====== Extracted entries ======

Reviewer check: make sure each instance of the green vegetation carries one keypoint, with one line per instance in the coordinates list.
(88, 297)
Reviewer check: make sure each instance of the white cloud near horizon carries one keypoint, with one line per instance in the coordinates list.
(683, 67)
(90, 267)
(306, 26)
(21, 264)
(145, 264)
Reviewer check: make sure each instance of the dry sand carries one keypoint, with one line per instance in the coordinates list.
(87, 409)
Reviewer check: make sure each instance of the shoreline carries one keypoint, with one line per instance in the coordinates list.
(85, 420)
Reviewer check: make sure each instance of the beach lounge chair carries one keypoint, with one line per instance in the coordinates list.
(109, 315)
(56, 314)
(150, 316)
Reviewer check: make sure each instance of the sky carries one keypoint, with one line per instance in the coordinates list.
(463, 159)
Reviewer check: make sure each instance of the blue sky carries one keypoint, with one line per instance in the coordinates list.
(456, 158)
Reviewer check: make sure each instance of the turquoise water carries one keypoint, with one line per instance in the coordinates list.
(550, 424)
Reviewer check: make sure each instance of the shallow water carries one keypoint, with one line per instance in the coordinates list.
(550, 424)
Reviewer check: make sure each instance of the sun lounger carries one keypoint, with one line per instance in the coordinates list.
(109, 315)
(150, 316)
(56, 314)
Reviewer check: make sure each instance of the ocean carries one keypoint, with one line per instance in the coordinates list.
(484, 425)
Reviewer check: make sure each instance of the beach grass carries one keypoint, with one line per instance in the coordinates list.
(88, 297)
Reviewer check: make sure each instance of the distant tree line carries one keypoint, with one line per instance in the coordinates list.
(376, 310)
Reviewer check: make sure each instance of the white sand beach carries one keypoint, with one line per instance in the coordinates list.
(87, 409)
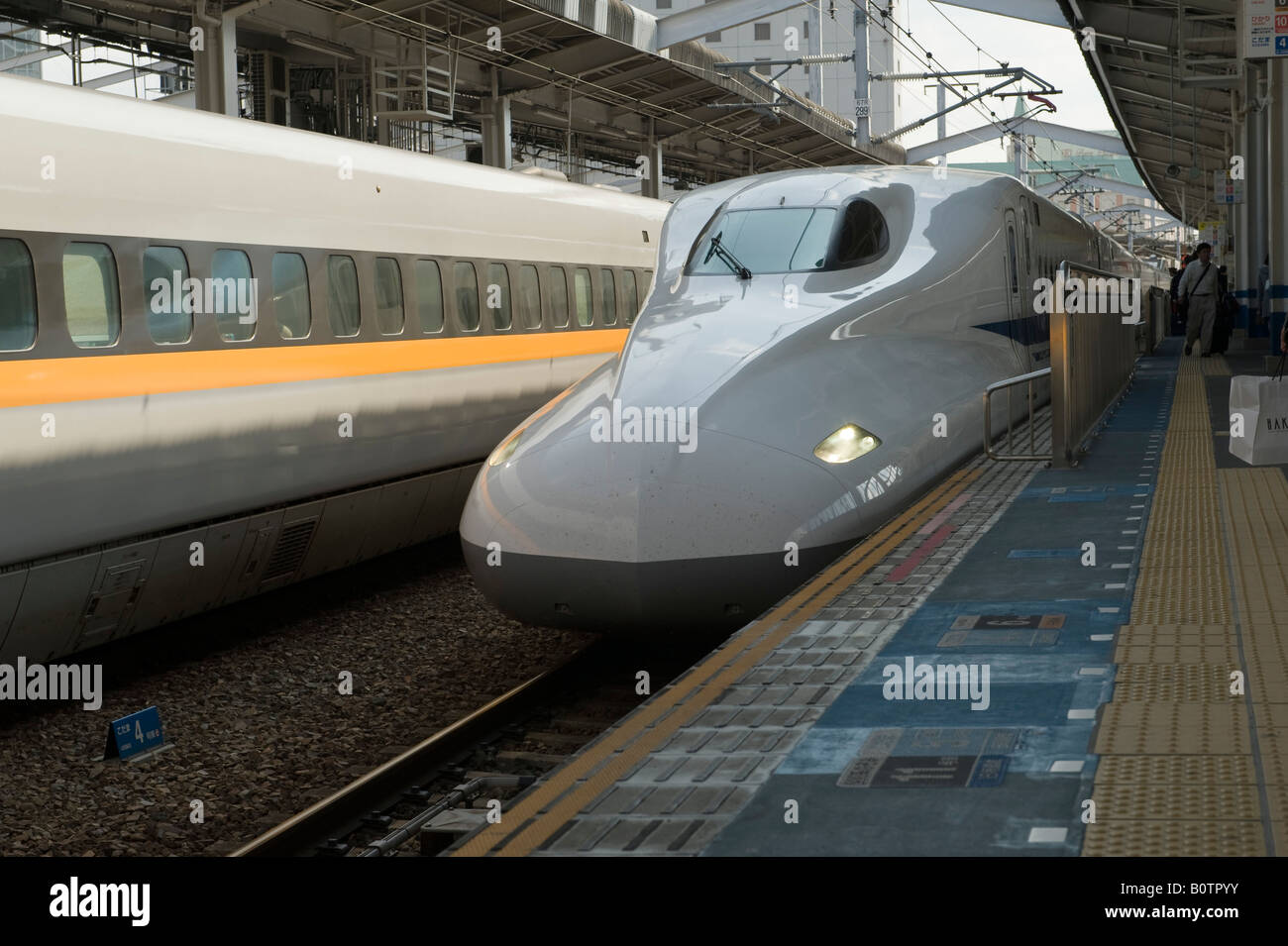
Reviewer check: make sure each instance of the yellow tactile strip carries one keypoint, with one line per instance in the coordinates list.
(1179, 775)
(1256, 503)
(570, 789)
(1179, 838)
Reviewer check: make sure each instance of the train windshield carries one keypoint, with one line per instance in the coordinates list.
(778, 240)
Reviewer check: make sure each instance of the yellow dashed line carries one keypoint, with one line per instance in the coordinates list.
(570, 789)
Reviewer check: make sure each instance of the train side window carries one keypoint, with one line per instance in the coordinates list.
(529, 296)
(1010, 240)
(389, 308)
(608, 296)
(467, 296)
(90, 293)
(342, 282)
(498, 296)
(291, 296)
(863, 236)
(581, 288)
(631, 296)
(233, 293)
(17, 296)
(429, 296)
(165, 269)
(558, 297)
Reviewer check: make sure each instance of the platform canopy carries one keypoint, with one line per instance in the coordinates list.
(587, 73)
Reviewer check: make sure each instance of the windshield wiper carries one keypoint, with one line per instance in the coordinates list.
(726, 258)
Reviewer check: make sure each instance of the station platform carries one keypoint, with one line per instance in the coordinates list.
(1136, 701)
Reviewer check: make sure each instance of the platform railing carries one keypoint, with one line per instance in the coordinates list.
(1093, 361)
(1010, 385)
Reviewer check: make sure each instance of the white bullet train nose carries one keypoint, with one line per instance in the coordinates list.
(636, 537)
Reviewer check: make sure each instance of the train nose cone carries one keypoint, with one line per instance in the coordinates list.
(630, 537)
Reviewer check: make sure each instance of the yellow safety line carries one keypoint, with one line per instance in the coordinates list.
(614, 756)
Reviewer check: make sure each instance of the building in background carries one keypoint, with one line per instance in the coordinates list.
(820, 26)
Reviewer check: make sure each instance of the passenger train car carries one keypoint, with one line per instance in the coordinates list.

======

**Work instructions**
Retype, exactly as shown, the lines from the one with "Reviewer check: make sure each instance of the platform railing" through the end of the records.

**Exercise answer**
Reviewer check: make sure each instance of the platform railing carries one keypoint, with one line per instance in the coordinates list.
(1093, 361)
(1010, 385)
Reviewer check: make sure each instance of the white bullet train nose carries one keypoint, with one line per instance in the coordinates list.
(636, 537)
Reviewer check: make sure each instance of the train nose cone carries one keypoint, with one line per instance in the coordinates list.
(630, 537)
Reviewer check: make sure each instance of the yellow safety line carries one keypoint, with one line per instance in the coordinates list.
(614, 756)
Reviewer check: make sure each instance of the building in background carries one keypoint, with one line per instance in the coordinates list.
(820, 26)
Reviewer check: make sure each instance of the passenger train car carries one keypoint, with one line per instance in the coordinates list.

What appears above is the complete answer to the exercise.